PROBLEM SET
1) Please list each sentence of the Background section of the abstract on inter-hospital transfer, one per line.
2) Write out the part of the abstract on inter-hospital transfer between "Background: Inter-hospital transfer" and "inappropriate inter-hospital transfers.", inclusive.

EXCERPT TO READ Block Start

Background: Inter-hospital transfer (IHT), defined as the transfer of patients between acute care facilities, is a common practice. Despite assumptions that IHT is done to provide patients with necessary specialized care, the factors which drive patient transfer are highly variable in ways that are not fully explained by differences in patients or hospitals. As such, there may be some IHT patients that are exposed to the risks of discontinuity of care without clear benefit, i.e., inappropriate transfers.

Purpose: To utilize diverse multi-stakeholder input to develop a consensus definition for potentially inappropriate inter-hospital transfers.

EXCERPT TO READ Block End
RECORD EXTRACTS Block Start

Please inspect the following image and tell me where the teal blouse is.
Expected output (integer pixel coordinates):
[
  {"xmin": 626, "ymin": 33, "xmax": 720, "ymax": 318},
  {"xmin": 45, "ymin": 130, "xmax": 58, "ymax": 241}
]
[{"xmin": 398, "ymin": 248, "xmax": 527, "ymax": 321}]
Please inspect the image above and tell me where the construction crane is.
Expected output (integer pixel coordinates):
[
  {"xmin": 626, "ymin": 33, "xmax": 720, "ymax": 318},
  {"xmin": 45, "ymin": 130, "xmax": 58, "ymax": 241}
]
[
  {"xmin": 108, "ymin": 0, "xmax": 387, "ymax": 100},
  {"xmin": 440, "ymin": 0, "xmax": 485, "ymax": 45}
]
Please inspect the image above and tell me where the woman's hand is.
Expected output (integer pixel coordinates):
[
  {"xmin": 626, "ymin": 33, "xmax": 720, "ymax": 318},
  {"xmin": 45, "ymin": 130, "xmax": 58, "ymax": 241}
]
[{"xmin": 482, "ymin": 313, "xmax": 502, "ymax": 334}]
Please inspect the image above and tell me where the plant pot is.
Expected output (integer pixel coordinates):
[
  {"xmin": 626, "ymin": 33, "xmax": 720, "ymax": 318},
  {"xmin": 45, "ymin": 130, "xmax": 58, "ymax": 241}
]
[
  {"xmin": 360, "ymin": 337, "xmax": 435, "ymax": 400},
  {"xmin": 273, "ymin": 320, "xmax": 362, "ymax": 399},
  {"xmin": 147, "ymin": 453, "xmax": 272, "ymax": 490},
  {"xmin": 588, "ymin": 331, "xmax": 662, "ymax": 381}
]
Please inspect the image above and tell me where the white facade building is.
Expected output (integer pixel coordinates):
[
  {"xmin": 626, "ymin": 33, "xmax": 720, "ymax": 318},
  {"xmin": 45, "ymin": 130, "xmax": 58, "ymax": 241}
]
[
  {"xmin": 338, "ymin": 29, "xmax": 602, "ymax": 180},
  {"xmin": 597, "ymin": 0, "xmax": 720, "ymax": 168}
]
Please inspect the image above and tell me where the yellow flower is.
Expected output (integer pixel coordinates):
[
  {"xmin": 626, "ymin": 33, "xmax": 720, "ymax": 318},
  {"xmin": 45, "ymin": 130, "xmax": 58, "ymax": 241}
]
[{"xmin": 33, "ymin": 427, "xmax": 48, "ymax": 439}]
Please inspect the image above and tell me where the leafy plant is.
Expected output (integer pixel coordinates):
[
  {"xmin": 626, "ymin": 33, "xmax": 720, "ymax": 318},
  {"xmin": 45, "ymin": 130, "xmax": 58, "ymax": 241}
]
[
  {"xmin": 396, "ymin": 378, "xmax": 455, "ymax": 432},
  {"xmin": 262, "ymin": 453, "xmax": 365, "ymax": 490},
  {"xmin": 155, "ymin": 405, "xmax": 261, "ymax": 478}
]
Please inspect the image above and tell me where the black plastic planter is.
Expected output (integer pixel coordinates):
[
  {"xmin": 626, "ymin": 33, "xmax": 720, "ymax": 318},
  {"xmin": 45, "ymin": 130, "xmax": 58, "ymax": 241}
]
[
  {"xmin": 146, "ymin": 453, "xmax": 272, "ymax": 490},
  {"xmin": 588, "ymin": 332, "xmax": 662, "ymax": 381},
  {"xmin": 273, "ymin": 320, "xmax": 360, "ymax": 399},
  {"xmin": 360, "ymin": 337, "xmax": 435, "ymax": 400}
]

RECORD EXTRACTS Block End

ANSWERS IN ORDER
1)
Inter-hospital transfer (IHT), defined as the transfer of patients between acute care facilities, is a common practice.
Despite assumptions that IHT is done to provide patients with necessary specialized care, the factors which drive patient transfer are highly variable in ways that are not fully explained by differences in patients or hospitals.
As such, there may be some IHT patients that are exposed to the risks of discontinuity of care without clear benefit, i.e., inappropriate transfers.

2)
Background: Inter-hospital transfer (IHT), defined as the transfer of patients between acute care facilities, is a common practice. Despite assumptions that IHT is done to provide patients with necessary specialized care, the factors which drive patient transfer are highly variable in ways that are not fully explained by differences in patients or hospitals. As such, there may be some IHT patients that are exposed to the risks of discontinuity of care without clear benefit, i.e., inappropriate transfers.

Purpose: To utilize diverse multi-stakeholder input to develop a consensus definition for potentially inappropriate inter-hospital transfers.